=== Document section ===

Why AI Models Fail in Enterprise: The 89% Problem

#ai #machinelearning #technology #programming

This article was originally published on davidohnstad.net. I cross-post here to reach the Dev.to community.

We Built an AI-Powered Vendor Risk Tool Nobody Used

We spent fourteen months building an AI-powered vendor risk assessment system. The engineering team was proud of the model's recall rates. Security leadership presented it to the board as a competitive differentiator. Procurement got trained on the new workflow. Then we ran the usage analytics six months post-launch: 11% of vendor assessments actually used the AI scoring. The other 89% defaulted to the manual checklist we'd promised to deprecate. According to Gartner's 2024 Enterprise AI Adoption Survey, we weren't outliers — 72% of AI features shipped in enterprise compliance tools see adoption below 30% within the first year.

The problem wasn't the model. The precision was fine. The interface was clean. The problem was we never asked whether AI was the right tool for the decision we were automating. We assumed that because vendor risk could use AI, it should. That assumption cost us a year of roadmap bandwidth and created a product feature that procurement teams actively route around.

David Ohnstad has seen this pattern repeat across enterprise software implementations: teams shipping AI features because the technology exists, not because the business process demands it. The gap isn't technical capability — it's decision architecture. Most vendor risk workflows don't need probabilistic scoring. They need consistent application of known rules, audit trails, and clear escalation paths. AI introduces uncertainty into a process where certainty is the entire value proposition.

The AI Justification Framework: Five Gates Before You Build

This is a five-gate decision framework for determining whether an enterprise workflow justifies AI implementation or whether rule-based logic delivers better business value. Each gate is a go/no-go decision. If you can't clearly pass a gate, the answer is: build the simpler system first, instrument it thoroughly, and revisit AI when you have the usage data to justify the complexity.

=== Information supplied ===

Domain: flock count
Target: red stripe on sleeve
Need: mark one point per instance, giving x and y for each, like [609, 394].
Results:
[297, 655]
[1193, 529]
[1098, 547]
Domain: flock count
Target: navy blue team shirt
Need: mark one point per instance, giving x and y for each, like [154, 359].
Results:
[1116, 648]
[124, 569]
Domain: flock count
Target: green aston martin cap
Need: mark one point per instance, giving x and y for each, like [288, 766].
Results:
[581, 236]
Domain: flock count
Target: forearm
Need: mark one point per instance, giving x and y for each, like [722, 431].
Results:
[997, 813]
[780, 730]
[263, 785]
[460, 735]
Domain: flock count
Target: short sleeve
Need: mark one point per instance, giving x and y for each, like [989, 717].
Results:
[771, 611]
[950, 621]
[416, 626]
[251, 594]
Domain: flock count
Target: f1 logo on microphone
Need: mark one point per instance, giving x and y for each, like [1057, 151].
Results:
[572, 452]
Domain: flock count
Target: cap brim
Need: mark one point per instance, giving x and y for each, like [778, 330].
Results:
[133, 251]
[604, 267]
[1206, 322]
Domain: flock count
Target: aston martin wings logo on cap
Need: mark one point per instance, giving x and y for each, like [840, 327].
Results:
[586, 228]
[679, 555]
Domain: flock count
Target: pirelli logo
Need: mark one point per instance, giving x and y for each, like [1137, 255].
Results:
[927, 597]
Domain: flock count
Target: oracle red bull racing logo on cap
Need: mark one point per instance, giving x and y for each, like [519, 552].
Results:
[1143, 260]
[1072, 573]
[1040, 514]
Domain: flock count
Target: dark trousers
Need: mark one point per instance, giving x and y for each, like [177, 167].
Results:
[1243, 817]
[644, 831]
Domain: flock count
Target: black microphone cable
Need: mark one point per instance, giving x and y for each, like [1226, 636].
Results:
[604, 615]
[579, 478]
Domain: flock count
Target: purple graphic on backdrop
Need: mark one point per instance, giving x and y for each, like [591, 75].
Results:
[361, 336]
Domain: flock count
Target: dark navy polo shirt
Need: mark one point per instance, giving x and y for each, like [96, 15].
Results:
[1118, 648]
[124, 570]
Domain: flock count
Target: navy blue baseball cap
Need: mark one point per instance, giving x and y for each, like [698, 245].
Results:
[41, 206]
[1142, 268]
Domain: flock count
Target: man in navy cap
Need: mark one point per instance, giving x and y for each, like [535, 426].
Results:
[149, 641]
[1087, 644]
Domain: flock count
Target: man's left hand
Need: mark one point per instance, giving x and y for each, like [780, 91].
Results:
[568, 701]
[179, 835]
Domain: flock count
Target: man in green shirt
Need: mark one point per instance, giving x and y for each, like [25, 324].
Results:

===

● **Work to complete**:
1. Do these statements agree with the article on enterprise AI adoption? Answer yes or no for each, quoting the words from the article that settle it.
(a) The team ran usage analytics six months after launch.
(b) Building the vendor risk system took twelve months.
(c) The article puts the low adoption down to the model's precision.
2. Carry the article on enterprise AI adoption forward from the point where it stops.

● **Exercise results**:
1.
(a) Yes: "Then we ran the usage analytics six months post-launch"
(b) No: "We spent fourteen months building an AI-powered vendor risk assessment system."
(c) No: "The problem wasn't the model. The precision was fine."

2.
Gate 1: Volume Justification. Does this workflow process enough transactions per month that manual execution creates a measurable bottleneck? The threshold isn't arbitrary — calculate the cost of manual review time multiplied by transaction volume. If automating with simple rules delivers 80% of the time savings at 20% of the implementation cost, AI fails this gate. For vendor risk, most mid-market companies assess 40-80 new vendors per year. At 2 hours per assessment, that's 160 hours annually. A rule-based system handles that volume easily. AI introduces model maintenance overhead (retraining, drift monitoring, explainability tooling) that exceeds the manual cost you're trying to eliminate. David Ohnstad worked with a SaaS company that built an AI contract review system for 60 contracts per quarter. The model required a dedicated ML engineer to maintain. A paralegal reviewing contracts manually would have cost less and delivered higher accuracy.

Gate 2: Uncertainty Tolerance. Does the business process tolerate probabilistic outputs, or does it require deterministic results with full auditability? Vendor risk decisions are binary: approved, rejected, or escalated. Procurement teams don't act on a 73% risk score — they need a yes/no recommendation with a documented rationale. AI models produce confidence intervals, not certainties. That's valuable in fraud detection, where you're scoring thousands of transactions and investigating the top 2% by risk score. It's friction in vendor onboarding, where every decision requires a human sign-off anyway. If your workflow already has a human-in-the-loop gate that reviews 100% of outputs, AI isn't removing the bottleneck — it's adding a pre-processing step that obscures the decision logic. Rule-based systems produce auditable decision trees: "Vendor rejected because SOC 2 report expired 90+ days ago." AI systems produce: "Vendor scored 0.68 on risk index due to weighted feature importances across 140 input variables." The second explanation doesn't survive a compliance audit.

Gate 3: Data Sufficiency. Do you have enough labeled training data to build a model that outperforms heuristics, and can you refresh that dataset continuously without heroic manual effort? This is where most enterprise AI projects fail quietly. You need thousands of labeled examples to train a model, and you need ongoing labeled data to retrain as vendor risk patterns evolve (new compliance frameworks, shifting geopolitical risks, emerging threat vectors). If your "training data" is 200 manually assessed vendors from the last three years, and your security team doesn't have bandwidth to label 50 new examples per quarter, you're building a model on a frozen snapshot of the world. It will drift. Fast. According to McKinsey's 2023 State of AI Report, 67% of enterprise ML models experience significant performance degradation within 18 months due to data drift, and fewer than 40% of organizations have automated retraining pipelines in place. Rule-based systems don't drift — you update the rules when regulations change, and the logic remains transparent.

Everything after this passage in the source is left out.